Assignment:
The answer must be every line of the records in which the string "debris" appears.
::::::::::
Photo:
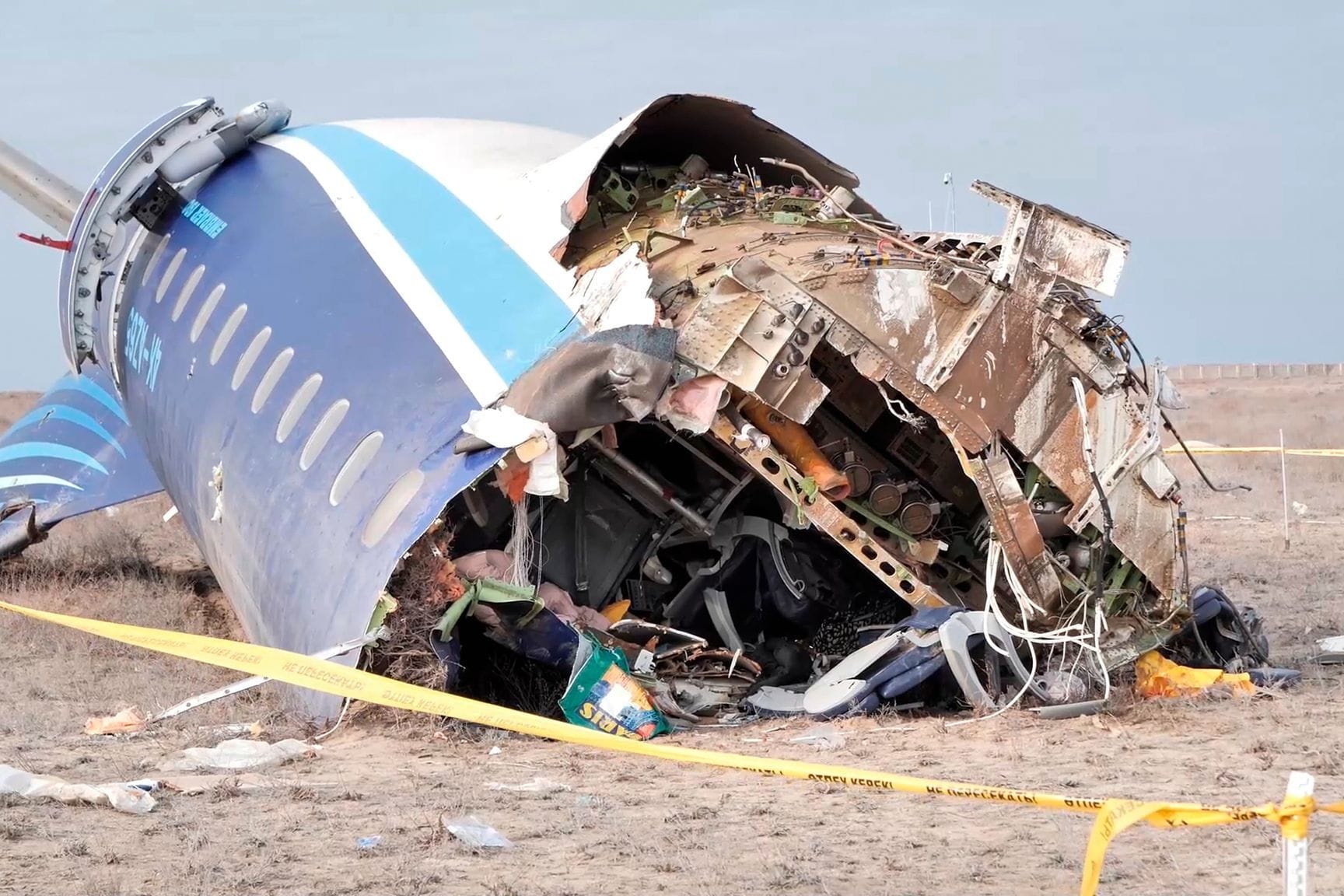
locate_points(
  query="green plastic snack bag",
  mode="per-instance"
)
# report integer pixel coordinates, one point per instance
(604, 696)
::::::::::
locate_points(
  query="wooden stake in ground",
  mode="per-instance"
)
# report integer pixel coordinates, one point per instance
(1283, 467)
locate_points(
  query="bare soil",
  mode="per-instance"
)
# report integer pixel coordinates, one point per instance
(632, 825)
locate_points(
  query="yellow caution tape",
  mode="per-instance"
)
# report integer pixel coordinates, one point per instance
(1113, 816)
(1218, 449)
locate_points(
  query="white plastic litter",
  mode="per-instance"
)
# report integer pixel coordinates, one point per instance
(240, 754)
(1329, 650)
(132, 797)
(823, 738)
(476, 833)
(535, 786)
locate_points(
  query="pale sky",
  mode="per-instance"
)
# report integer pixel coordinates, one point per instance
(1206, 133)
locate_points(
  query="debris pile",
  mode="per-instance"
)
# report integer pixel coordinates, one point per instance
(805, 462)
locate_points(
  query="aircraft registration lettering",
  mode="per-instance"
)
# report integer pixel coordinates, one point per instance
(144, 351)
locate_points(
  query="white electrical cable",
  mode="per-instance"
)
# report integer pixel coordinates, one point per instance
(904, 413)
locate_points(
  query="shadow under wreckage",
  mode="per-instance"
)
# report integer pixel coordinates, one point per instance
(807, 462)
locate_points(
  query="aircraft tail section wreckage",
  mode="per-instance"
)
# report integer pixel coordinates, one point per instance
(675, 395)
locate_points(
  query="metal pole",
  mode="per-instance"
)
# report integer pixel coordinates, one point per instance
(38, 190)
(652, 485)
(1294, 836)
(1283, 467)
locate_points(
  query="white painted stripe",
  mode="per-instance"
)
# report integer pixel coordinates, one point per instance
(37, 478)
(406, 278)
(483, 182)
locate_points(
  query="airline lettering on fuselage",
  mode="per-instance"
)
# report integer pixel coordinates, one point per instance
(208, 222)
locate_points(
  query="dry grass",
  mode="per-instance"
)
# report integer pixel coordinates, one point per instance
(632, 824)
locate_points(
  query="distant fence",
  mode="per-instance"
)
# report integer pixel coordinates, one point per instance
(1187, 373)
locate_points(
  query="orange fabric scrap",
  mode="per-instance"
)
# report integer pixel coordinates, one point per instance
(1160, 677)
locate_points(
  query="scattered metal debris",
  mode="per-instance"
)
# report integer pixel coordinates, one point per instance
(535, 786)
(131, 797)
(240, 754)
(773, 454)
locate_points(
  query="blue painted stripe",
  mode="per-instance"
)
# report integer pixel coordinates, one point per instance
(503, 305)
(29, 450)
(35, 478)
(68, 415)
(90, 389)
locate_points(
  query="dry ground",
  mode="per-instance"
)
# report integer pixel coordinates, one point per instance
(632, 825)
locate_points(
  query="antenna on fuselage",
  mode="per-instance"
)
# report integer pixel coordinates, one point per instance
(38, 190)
::::::::::
Exercise result:
  query="debris pile",
  query="scattered metal debris",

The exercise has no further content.